#### Information given ####

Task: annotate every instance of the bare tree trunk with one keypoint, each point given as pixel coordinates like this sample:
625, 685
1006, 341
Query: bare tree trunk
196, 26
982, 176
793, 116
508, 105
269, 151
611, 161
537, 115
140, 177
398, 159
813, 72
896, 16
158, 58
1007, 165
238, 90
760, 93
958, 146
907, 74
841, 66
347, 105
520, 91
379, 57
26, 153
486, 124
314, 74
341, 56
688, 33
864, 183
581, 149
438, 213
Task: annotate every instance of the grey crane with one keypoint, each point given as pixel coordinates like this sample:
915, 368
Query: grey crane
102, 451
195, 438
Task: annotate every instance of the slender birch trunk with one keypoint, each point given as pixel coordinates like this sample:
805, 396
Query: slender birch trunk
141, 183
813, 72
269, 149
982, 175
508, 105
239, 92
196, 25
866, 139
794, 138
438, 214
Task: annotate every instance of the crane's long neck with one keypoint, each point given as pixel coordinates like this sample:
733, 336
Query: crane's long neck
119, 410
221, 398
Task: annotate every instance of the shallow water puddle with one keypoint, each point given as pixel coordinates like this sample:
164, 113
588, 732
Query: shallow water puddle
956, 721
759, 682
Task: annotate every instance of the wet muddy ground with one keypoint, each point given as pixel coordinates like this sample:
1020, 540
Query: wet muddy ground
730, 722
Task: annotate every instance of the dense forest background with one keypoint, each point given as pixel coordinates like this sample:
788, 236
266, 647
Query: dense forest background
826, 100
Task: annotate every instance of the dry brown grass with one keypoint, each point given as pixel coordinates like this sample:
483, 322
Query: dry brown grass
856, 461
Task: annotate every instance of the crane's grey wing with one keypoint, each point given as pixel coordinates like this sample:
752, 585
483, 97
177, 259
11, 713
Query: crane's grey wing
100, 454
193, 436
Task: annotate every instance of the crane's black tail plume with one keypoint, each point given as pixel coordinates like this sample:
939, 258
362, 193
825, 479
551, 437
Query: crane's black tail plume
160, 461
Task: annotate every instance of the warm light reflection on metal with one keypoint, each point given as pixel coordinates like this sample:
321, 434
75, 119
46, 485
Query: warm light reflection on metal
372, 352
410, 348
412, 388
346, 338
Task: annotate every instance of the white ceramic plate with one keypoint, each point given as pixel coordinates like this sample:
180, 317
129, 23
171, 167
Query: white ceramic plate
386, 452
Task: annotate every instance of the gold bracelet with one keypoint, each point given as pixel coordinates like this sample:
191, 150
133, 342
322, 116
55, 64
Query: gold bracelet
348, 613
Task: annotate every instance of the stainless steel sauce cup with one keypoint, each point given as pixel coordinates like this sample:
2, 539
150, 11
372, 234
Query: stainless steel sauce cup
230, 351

####

### What is needed
Copy the data starting with the line containing "Task: annotate every instance of the dry" and going on through the end, keeping every line, and add 22 to each coordinate in the answer points while leaving the sample points unchanged.

### Written response
Task: annotate every instance of the dry brown grass with one keypoint, each point given as pixel coordinates like this sample:
483, 322
Query: dry brown grass
878, 483
Task: annotate every instance of the crane's grey wing with one keypoint, each point given as pixel coordinates like this sample:
752, 585
483, 97
177, 259
11, 713
Query: crane's grey wing
122, 476
215, 458
Task: annotate every instance of the crane's black tail plume with one keypoint, each point given as pixel coordinates like this sample:
939, 258
362, 193
825, 479
551, 437
Query: crane's black tail plume
182, 483
Task: annotate every instance of the warm light reflection on metal with one keypoint, each point given as pixel coordinates like this sample:
321, 434
75, 119
46, 485
Query: warm light reflection on metal
394, 374
432, 370
434, 410
368, 360
Task: annotate every instance of the white ceramic plate with one keypoint, each point given as pixel coordinates like this sample:
180, 317
129, 23
171, 167
Query: white ceramic plate
408, 474
Task: annotate every instance of the gold bracelet with one keypoint, each point given as pixel coordinates like this sample:
191, 150
133, 342
322, 116
55, 64
Query: gold bracelet
370, 635
Task: annotate every instance of the stainless steel sauce cup with one keypoint, each point given as pixel coordinates like this sample:
2, 539
150, 11
372, 234
Query: stainless steel sauce cup
252, 373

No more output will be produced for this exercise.